— START RAW RECORDS —

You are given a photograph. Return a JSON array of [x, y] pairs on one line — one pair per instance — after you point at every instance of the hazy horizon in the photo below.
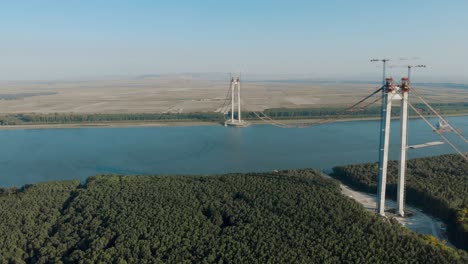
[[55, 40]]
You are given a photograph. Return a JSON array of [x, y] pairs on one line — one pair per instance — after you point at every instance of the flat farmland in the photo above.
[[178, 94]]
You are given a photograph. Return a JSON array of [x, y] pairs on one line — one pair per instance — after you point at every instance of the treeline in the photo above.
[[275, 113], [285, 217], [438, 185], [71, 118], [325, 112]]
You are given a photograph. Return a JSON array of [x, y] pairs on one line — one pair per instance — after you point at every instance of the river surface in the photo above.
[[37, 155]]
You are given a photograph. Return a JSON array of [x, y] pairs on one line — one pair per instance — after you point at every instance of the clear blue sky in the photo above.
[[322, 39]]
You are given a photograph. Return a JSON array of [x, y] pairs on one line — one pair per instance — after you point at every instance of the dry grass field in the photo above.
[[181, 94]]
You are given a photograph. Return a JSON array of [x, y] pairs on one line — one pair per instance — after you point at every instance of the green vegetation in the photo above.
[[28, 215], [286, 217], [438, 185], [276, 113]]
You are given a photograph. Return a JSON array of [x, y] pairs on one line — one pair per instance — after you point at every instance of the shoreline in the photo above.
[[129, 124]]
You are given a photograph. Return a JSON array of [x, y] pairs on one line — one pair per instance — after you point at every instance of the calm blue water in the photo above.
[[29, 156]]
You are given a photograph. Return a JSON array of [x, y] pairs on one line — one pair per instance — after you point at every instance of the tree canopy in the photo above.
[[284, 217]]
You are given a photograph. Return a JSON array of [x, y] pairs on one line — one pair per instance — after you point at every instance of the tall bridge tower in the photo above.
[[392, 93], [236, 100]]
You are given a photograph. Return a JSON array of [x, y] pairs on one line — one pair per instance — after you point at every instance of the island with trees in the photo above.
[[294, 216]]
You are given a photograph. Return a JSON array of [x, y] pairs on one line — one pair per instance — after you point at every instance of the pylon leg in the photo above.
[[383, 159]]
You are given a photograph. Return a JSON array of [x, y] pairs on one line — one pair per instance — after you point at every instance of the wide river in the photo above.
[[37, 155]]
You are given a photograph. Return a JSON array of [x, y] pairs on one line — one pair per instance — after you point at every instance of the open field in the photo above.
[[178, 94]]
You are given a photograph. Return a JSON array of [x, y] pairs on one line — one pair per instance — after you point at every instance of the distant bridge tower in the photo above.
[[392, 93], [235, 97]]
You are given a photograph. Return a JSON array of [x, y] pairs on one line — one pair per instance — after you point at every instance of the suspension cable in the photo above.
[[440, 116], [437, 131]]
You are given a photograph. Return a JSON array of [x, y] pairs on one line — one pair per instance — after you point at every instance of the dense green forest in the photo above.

— END RAW RECORDS —

▸ **WHAT YOU ARE ASKED TO DO**
Could you give the data again with every "photograph" replaced by "image" and everything else unchanged, leaving the pictures out?

▸ **RESULT**
You are given a image. Return a JSON array of [x, y] pairs on one line — one pair per instance — after you point at every instance of the hazy horizon in the photo below.
[[55, 40]]
You are given a image. Return a JSON array of [x, y] pairs on one line — one pair per instance — after you point at every instance of the flat farmland in the photo above.
[[178, 94]]
You are given a image. Return a JSON array of [x, y] pairs on one line — one pair per instance — after you point at every instance of the treeline in the photo above.
[[275, 113], [285, 217], [438, 185], [71, 118], [325, 112]]
You are given a image. Return a JSON array of [x, y] pairs on one line — one pair per instance — after you point at every instance of the river surface in the photo above.
[[37, 155]]
You are given a image. Return a JSON array of [x, y] pairs on one line — one pair per instance — after you point at every instance of the clear blue sky in the photo above.
[[322, 39]]
You are given a image. Return a JSON array of [x, y] pairs on one line — one pair per instance — after you point at every instance of the dry grass field in the photo above.
[[181, 94]]
You are given a image. Return a JSON array of [x, y] pairs on one line — one pair per instance — after you point at every instance of the green vegetation in the photo above.
[[28, 215], [286, 217], [438, 185], [276, 113]]
You are given a image. Return a JSON array of [x, y] pairs on one line — one pair per instance — after you point at every instance of the shoreline in the photo above.
[[129, 124]]
You are given a image. Return a JSON array of [x, y] pairs on one line — one pair per instance — after you point at every instance of the calm blue water in the photo above.
[[29, 156]]
You are given a image. Return a JSON array of [x, y] pairs on one line — one pair per instance — after you point at every instance of the tree canopy in the photo above.
[[284, 217]]
You are given a image. Return a JSON array of [x, y] pairs on one line — one pair per instance — after you point at every instance of the tall bridge tower in the photo above.
[[392, 93], [236, 100]]
You are given a image. Return a JSON array of [x, y] pairs on one line — one pair per instance — after you point at every instance of the island with trees in the photo above.
[[294, 216]]
You are given a image. Return a JSON array of [x, y] pairs on one line — one pair per instance — after you point at every instance of the pylon leg in the photo above.
[[383, 159]]
You are given a image. Return a JSON array of [x, y] pairs on one line — one pair per instance — after you point at every instance of the wide river in the photo above.
[[37, 155]]
You are given a image. Return a JSON array of [x, y] pairs on one line — one pair per instance — after you point at every instance of the open field in the photo above.
[[178, 94]]
You are given a image. Return a JSON array of [x, y] pairs on one line — one pair per instance — after you point at every instance of the distant bridge tower in the photo above.
[[392, 93], [235, 97]]
You are given a image. Return a JSON array of [x, y] pairs on one line — one pair per instance — after you point at every instance of the suspension cable in the photo above.
[[440, 116], [437, 131]]
You are given a image. Return a JSON array of [x, y] pairs on one line — one pair per instance — after you point at every instance of the dense green forest in the photo above.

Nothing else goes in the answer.